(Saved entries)
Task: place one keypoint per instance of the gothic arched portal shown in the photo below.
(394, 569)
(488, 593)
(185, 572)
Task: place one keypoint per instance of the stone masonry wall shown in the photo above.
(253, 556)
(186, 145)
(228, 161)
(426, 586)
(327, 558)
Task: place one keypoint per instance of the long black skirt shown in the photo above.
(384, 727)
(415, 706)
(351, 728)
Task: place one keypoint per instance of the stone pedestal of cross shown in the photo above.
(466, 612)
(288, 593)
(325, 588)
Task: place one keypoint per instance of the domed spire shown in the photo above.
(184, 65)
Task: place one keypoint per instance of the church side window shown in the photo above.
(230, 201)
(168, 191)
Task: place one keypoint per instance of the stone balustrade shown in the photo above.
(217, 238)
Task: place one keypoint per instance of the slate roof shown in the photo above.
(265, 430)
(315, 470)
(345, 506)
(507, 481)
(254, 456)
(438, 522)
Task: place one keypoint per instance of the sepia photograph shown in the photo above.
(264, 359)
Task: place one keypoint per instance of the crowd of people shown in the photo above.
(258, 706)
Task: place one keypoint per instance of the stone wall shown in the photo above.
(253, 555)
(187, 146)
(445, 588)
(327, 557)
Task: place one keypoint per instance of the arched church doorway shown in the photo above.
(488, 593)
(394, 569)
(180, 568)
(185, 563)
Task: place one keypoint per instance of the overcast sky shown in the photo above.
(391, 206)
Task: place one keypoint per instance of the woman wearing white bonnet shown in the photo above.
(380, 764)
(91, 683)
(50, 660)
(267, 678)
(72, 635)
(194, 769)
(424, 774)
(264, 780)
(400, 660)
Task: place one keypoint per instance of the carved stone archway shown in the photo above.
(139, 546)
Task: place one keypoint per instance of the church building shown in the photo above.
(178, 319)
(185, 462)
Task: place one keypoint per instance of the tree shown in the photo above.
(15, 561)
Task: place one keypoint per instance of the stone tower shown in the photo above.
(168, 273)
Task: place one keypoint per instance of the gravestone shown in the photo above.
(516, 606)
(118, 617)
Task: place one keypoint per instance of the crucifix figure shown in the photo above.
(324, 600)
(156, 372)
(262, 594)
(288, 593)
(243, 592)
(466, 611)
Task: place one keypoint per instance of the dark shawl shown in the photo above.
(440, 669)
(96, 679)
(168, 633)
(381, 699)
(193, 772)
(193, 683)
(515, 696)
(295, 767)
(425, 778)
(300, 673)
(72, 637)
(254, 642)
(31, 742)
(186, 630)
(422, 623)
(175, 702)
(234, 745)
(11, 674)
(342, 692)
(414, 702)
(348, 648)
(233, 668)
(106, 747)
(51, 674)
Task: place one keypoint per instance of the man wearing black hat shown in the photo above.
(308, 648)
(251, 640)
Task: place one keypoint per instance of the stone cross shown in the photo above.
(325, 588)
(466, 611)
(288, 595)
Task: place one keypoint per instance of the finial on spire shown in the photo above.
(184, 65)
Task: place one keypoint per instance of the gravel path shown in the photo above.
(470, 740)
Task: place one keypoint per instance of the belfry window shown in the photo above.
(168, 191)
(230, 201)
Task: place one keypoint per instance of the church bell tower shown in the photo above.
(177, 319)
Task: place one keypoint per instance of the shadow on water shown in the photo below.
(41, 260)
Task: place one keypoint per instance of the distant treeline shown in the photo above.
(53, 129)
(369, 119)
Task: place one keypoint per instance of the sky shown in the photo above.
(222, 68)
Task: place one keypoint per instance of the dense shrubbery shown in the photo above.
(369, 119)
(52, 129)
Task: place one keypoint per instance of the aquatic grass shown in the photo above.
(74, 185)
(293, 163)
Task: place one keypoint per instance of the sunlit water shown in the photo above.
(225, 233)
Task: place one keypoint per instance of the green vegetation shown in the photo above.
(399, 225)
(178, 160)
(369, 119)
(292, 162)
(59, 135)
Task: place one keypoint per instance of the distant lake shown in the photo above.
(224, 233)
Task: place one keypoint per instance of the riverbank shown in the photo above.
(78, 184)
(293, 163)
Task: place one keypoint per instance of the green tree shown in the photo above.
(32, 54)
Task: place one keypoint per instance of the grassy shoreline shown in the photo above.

AIM OF THE EXERCISE: Write out the records shown above, exactly as they appear.

RESPONSE:
Task: place one keypoint per instance of the gothic arched portal shown in the photo below.
(394, 569)
(488, 593)
(185, 572)
Task: place one keypoint per instance of the stone masonry wall shown in the photo above.
(253, 556)
(186, 145)
(228, 161)
(426, 586)
(327, 558)
Task: place one keypoint per instance of the long black skirt shown in the photo above.
(384, 727)
(415, 706)
(351, 728)
Task: place one keypoint per instance of the stone pedestal of cross shown in the photo above.
(466, 612)
(288, 593)
(325, 588)
Task: place one keypoint per instance of the domed spire shown in the photo above.
(184, 65)
Task: place one keypoint per instance of the church side window shown in the photo above.
(230, 201)
(168, 191)
Task: place one keypoint per instance of the stone balustrade shown in the photo above.
(217, 238)
Task: place one keypoint per instance of the slate roof shown in the photo above.
(265, 430)
(315, 470)
(345, 506)
(507, 481)
(254, 456)
(438, 522)
Task: place one keypoint per instance of the sepia photograph shown in the photo above.
(264, 359)
Task: place one keypoint per instance of the crowd of people shown in the photo above.
(258, 706)
Task: place one keypoint per instance of the stone wall shown in the photo above.
(253, 555)
(187, 146)
(445, 588)
(327, 557)
Task: place one keypoint per instance of the arched church doorway shown in the photo above.
(488, 593)
(394, 569)
(180, 568)
(185, 563)
Task: place one keypoint per instance of the overcast sky shown in the photo above.
(391, 206)
Task: place one keypoint per instance of the woman wearing white bonnet shown in the photo above.
(380, 764)
(91, 683)
(50, 660)
(267, 678)
(72, 635)
(194, 769)
(424, 774)
(264, 780)
(400, 660)
Task: place one keypoint per instance of the carved stone archway shown in the photo above.
(139, 546)
Task: place one keypoint per instance of the church building shown in the photo above.
(178, 319)
(185, 462)
Task: place one keypoint per instance of the tree shown in the photo above.
(15, 561)
Task: place one keypoint per instance of the stone tower shown in the photo above.
(168, 273)
Task: place one keypoint per instance of the gravestone shown in the photo above.
(516, 606)
(118, 617)
Task: place one keypoint per instance of the crucifix figure shown in the photo above.
(324, 600)
(156, 372)
(262, 594)
(288, 593)
(243, 592)
(466, 611)
Task: place one keypoint per instance of the dark shawl shown in the photo above.
(440, 669)
(96, 679)
(168, 633)
(381, 699)
(193, 772)
(193, 683)
(515, 696)
(295, 767)
(425, 778)
(300, 673)
(72, 637)
(254, 642)
(31, 742)
(186, 630)
(422, 623)
(175, 702)
(234, 745)
(11, 674)
(342, 692)
(414, 702)
(348, 648)
(233, 668)
(106, 747)
(51, 674)
Task: place one keypoint per instance of the man wearing black hat shown in the photo above.
(308, 648)
(251, 640)
Task: place one keypoint per instance of the stone cross shown in the photo above.
(325, 588)
(466, 611)
(288, 595)
Task: place one keypoint per instance of the finial on spire shown in the photo above.
(184, 65)
Task: place one keypoint per instance of the gravel path shown in the photo above.
(470, 740)
Task: place one keypoint per instance of the belfry window shown in the photo above.
(168, 191)
(230, 201)
Task: place one keypoint per instance of the church bell tower shown in the photo above.
(177, 319)
Task: place one keypoint per instance of the shadow on water shown in the photo below.
(41, 260)
Task: place one keypoint per instance of the distant treeline shown in the photo above.
(53, 129)
(369, 119)
Task: place one keypoint per instance of the sky shown in the photo above.
(222, 68)
Task: place one keypoint per instance of the dense shrubbery shown in the photo above.
(369, 119)
(52, 129)
Task: place one keypoint per instance of the aquatic grass shown in the photo above.
(74, 185)
(293, 163)
Task: place one keypoint per instance of the sunlit water shown in the photo above.
(225, 233)
Task: place one keypoint per instance of the green vegetation shown in the photo above.
(399, 225)
(178, 160)
(369, 119)
(292, 162)
(59, 135)
Task: place one keypoint per instance of the distant lake shown in the photo above.
(224, 233)
Task: place one keypoint per instance of the riverbank shown in the photo above.
(78, 184)
(293, 163)
Task: place one keypoint per instance of the green tree shown in the photo above.
(32, 54)
Task: place one keypoint per instance of the grassy shoreline shown in the photo above.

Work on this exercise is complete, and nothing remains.